• EXCERPTED TEXT:
···
Why do none of us question Kwik Sak’s existence?

‘One sec I just gotta run in and get my nut real quick’

DOES ANYONE ELSE THINK KWIK SAK IS HILARIOUS?

Come on, we have a gas station across the street from our campus and all it insinuates is balls.

Great beer selection, but when I’m inside all I can think of is how I’m inside a small grocery and utilities store that refers to a sack but spells it S-A-K.

According to the Yellow Pages, there are more than 25 Kwik Sak locations throughout the greater Nashville area. In fact, there are even some happy variations on the name, such as a Sak Kawik in Ashland City and a Kwik Sak Supermercado on Plus Park Blvd, wherever that is.

We’re lucky: this chain is exclusively in Nashville. It’s currently a subsidiary of Marathon Oil and Petroleum. In case you’re interested in that kind of thing.

At one time in Nashville’s history, the idea of the eye-catching-yet-incorrect spelling could have been a great local marketing strategy. However, I’m a biology major – I’ve never taken a marketing or business class in my life – so I can only form an opinion from my own personal experiences.

And hell yeah, I’m more likely to buy things from a gas station called Kwik Sak than from one called Exxon.

But what baffles me more, is that we all just accept this name as perfectly normal. Like the Pube @ Overcup, my nickname, Lildo, or the Randwich line.

Every time I say “Hey, haha, that place is called Kwik Sak,” no one laughs. In fact, I just receive looks of disgust. It’s like I’m making a bad joke. But I really think Kwik Sak is hilarious. I don’t know why they let me into Vanderbilt.
···
• EXCERPTED DATA:
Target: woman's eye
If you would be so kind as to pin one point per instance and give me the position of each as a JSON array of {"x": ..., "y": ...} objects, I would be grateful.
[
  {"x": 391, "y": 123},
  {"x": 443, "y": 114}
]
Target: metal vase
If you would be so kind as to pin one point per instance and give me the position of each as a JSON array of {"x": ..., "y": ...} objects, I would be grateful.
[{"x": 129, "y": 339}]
···
• ABOUT THIS TASK: Summarize the piece about Kwik Sak in two sentences.

• WORKED SOLUTION: The writer finds the name of Kwik Sak, a gas station chain across the street from campus with more than 25 locations in the greater Nashville area and owned by Marathon Oil and Petroleum, hilarious for its misspelled reference to a sack. The writer is baffled that everyone accepts the name as normal, since joking about it draws only looks of disgust.